• _SET TASK 1_
Summarize the blog post about fog in two sentences.
• _SET TASK 2_
For each statement, say whether it agrees with the blog post about fog, and quote the words that decide it: (a) Tube #6059 was made on 8th of October 2018. (b) The writer investigated the 2016 fog problem in depth. (c) The fog formed on the outside of the glass envelope.

--- Begin DOCUMENT SECTION ---

April|2019 – FOG!

Estimate reading time: 4 minutes

Fog!

I am skipping February and March blogposts – but I will write them, I promise 🙂 I just wanted to write April’s post while the memories are still fresh.. What happened that it is so important?

Let’s start from beginning – on 8th of October 2018 we made a tube #6059. There was nothing special about that tube with one exception – we noticed a subtle gray fog developed on internal side of the glass envelope. I remembered that exactly this problem appeared once in 2016 – it happened just once, so I decided not to spend time (the most valuable asset) to investigate it deeper (which I always love to do – sometimes wasting too much time). So the #6059 tube went to box with rejections as well, I probably concluded that it was a dirt on glass which wasn’t cleaned with our standard cleaning procedure. It was just weird that it went through visual inspection of envelopes before assembly (done by Lenka).

--- End DOCUMENT SECTION ---
--- Begin PROVIDED RECORDS ---

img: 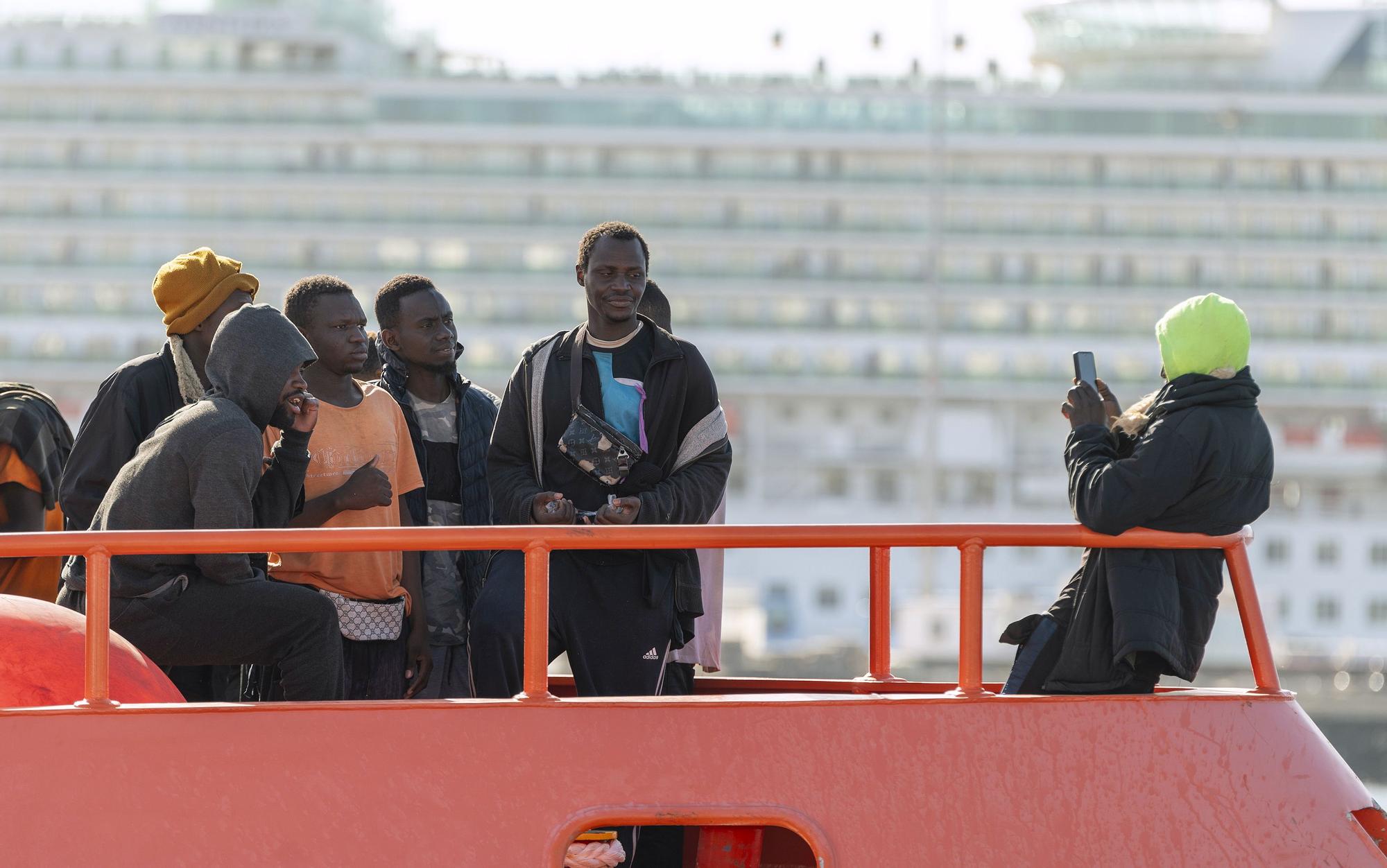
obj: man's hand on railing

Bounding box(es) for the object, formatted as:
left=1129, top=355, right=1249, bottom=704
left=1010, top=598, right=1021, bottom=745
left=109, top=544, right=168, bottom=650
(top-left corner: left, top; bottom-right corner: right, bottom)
left=592, top=498, right=641, bottom=524
left=530, top=491, right=577, bottom=524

--- End PROVIDED RECORDS ---

• _COMPLETE RESPONSE 1_
The writer is skipping the February and March posts for now in order to write the April one while the memories are still fresh. On 8 October 2018 the team made tube #6059, which developed a subtle gray fog on the internal side of its glass envelope; the writer had seen the same problem once in 2016 without investigating it, rejected the tube as probably dirty glass, and found it weird that the tube had passed visual inspection before assembly.

• _COMPLETE RESPONSE 2_
(a) Yes: "on 8th of October 2018 we made a tube #6059"
(b) No: "I decided not to spend time (the most valuable asset) to investigate it deeper"
(c) No: "we noticed a subtle gray fog developed on internal side of the glass envelope"